▶ [Written problem 1]
According to the reload behavior notes below, which modules are excluded from the purge?

▶ [Excerpted passage]
------------------------------------------------------------
Behavior worth knowing

Transitive imports reload

Editing business.py or models.py triggers a full rebuild, not just main.py. Without an explicit sys.modules purge, Python would serve cached versions of nested modules and your changes would silently disappear.

The purge is conservative: only modules whose __file__ lives under the entry-file's parent directory are evicted.

Framework modules persist

fastgrpc, grpc, and google.protobuf are excluded from the purge. Re-importing megabytes of generated grpc stubs on every keystroke would be unusably slow, and those modules don't contain user code that needs to reload.

Only .py files trigger reload

Generated .proto and _pb2.py artifacts are filtered out by the watcher. Without this filter, writing the regenerated proto would itself trigger another reload — an infinite loop.

Reload errors are isolated

If the new build fails (syntax error, validation failure, lock conflict, etc.), the previous server keeps serving traffic and the error is printed to stdout. You fix the file, save it again, and the next reload attempt either succeeds or prints another error. Your terminal is the only thing that breaks.

Why a Rust watcher

A pure-Python watcher would have to os.stat() every file every second. That's expensive on large repos and slow to react. The Rust notify crate hooks into kernel-level event APIs, so:

  • No polling — Python wakes only when the OS reports a change
  • Sub-millisecond reaction time
  • Scales to repos with tens of thousands of files

The Python wrapper is exposed as a regular iterator via PyO3 bindings; from your side it's just for changes in watch(...).

Disabling watch

For production, use fastgrpc run instead of fastgrpc dev. It runs the same codegen pipeline once at startup but doesn't start a watcher and doesn't enable reflection.
------------------------------------------------------------
▶ [Written problem 2]
Copy out every one of the records that follow, word for word.
------------------------------------------------------------
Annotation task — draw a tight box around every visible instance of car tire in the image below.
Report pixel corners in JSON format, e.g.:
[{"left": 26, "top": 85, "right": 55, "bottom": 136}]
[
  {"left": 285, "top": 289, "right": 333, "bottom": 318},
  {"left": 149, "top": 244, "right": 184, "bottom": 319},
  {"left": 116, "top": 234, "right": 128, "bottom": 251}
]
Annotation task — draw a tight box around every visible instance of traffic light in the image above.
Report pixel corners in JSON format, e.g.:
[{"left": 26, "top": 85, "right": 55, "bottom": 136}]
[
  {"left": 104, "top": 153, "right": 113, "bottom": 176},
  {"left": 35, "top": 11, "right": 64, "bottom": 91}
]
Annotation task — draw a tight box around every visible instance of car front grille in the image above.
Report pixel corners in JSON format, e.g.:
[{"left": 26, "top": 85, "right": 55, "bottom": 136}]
------------------------------------------------------------
▶ [Exercise output 1]
fastgrpc, grpc, and google.protobuf are excluded from the purge.

▶ [Exercise output 2]
Annotation task — draw a tight box around every visible instance of car tire in the image below.
Report pixel corners in JSON format, e.g.:
[{"left": 26, "top": 85, "right": 55, "bottom": 136}]
[
  {"left": 285, "top": 289, "right": 333, "bottom": 318},
  {"left": 149, "top": 244, "right": 184, "bottom": 319},
  {"left": 116, "top": 234, "right": 128, "bottom": 251}
]
Annotation task — draw a tight box around every visible instance of traffic light in the image above.
Report pixel corners in JSON format, e.g.:
[{"left": 26, "top": 85, "right": 55, "bottom": 136}]
[
  {"left": 104, "top": 153, "right": 113, "bottom": 176},
  {"left": 35, "top": 11, "right": 64, "bottom": 91}
]
Annotation task — draw a tight box around every visible instance of car front grille in the image above.
Report pixel corners in JSON format, e.g.:
[{"left": 26, "top": 85, "right": 55, "bottom": 136}]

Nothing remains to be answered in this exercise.